§ **Problem requirements**: Repeat the entries in full. Each line must match exactly.

* * *

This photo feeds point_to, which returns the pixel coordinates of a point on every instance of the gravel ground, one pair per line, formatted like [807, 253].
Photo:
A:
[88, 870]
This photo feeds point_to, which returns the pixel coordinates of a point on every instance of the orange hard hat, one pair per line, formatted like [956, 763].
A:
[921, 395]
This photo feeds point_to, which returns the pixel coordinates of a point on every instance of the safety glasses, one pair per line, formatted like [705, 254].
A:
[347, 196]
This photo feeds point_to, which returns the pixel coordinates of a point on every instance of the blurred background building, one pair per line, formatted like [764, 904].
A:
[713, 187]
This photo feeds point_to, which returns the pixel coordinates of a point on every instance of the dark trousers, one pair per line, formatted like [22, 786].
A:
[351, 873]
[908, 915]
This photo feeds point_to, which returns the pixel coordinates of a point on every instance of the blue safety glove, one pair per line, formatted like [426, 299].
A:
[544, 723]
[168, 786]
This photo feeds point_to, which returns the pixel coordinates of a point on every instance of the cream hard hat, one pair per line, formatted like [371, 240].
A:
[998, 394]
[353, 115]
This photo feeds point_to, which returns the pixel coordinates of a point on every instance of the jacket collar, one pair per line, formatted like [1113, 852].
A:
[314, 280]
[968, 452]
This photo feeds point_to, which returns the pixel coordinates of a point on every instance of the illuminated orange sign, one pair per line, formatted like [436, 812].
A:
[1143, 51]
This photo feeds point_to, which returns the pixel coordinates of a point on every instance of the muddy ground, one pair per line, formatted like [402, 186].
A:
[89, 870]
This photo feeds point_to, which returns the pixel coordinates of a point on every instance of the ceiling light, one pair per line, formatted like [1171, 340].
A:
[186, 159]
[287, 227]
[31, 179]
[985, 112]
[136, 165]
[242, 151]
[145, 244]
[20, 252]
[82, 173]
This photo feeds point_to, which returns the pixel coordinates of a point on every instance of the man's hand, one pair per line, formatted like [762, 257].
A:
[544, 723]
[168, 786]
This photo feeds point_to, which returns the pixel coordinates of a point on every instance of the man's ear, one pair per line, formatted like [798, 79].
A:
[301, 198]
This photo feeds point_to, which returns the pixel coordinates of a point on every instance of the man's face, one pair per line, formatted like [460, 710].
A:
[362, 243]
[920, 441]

* * *

§ **Answer space**:
This photo feeds point_to, which returns the pixel coordinates of a point on every instance of the gravel ground, one pair per line, formatted like [807, 253].
Photo:
A:
[88, 870]
This photo feeds point_to, which returns the pixel coordinates of a point on every instance of the orange hard hat, one pair per line, formatted like [956, 763].
A:
[921, 395]
This photo feeds point_to, which returns the pixel coordinates of a point on every instance of the safety glasses, one pair per line, formatted like [705, 254].
A:
[347, 196]
This photo feeds point_to, which returns the pixel coordinates of a point on every instance of the blurred background building, one pair per line, formatted like [764, 904].
A:
[713, 187]
This photo feeds point_to, which returns the pixel coordinates of a point on every instance of the dark trousers, one pair per line, formatted like [22, 786].
A:
[351, 873]
[908, 915]
This photo feeds point_to, which returns the pixel coordinates of a point on every instance of the blue safety glove, one pair per line, formatted like [426, 299].
A:
[544, 723]
[168, 786]
This photo feeds point_to, which returns the pixel coordinates of a point on every instance of the cream hard hat, one pair per line, formatted like [371, 240].
A:
[998, 394]
[353, 115]
This photo feeds point_to, which returns the pixel coordinates of a point on every instance of the jacket collar, one pair per line, formatted like [1113, 852].
A:
[314, 280]
[968, 452]
This photo feeds point_to, which returns the pixel coordinates of a point on every instance of the illuminated orange sign, one pair per line, formatted like [436, 812].
A:
[1143, 51]
This photo feeds point_to, which returns the pixel coordinates of a point on every instance of the muddy ground, one pair per line, formatted like [402, 186].
A:
[89, 870]
This photo feeds point_to, which returns the pixel coordinates of a point on every instance of the ceiling light, one pair per line, formatted like [1171, 340].
A:
[186, 159]
[287, 227]
[31, 179]
[985, 112]
[136, 165]
[242, 151]
[145, 244]
[20, 252]
[82, 173]
This photo feeds point_to, which returns the pixel coordinates of a point on every instance of the man's hand, one pair per line, formatted like [762, 257].
A:
[544, 723]
[168, 786]
This photo feeds point_to, which returns the pixel coordinates of a point on every instance of the man's ear, one pair per line, formatted like [798, 79].
A:
[301, 198]
This photo feeds point_to, which returns the pixel coordinates of a point on every instance of the man's face, one pair per line, formatted like [460, 710].
A:
[362, 243]
[920, 441]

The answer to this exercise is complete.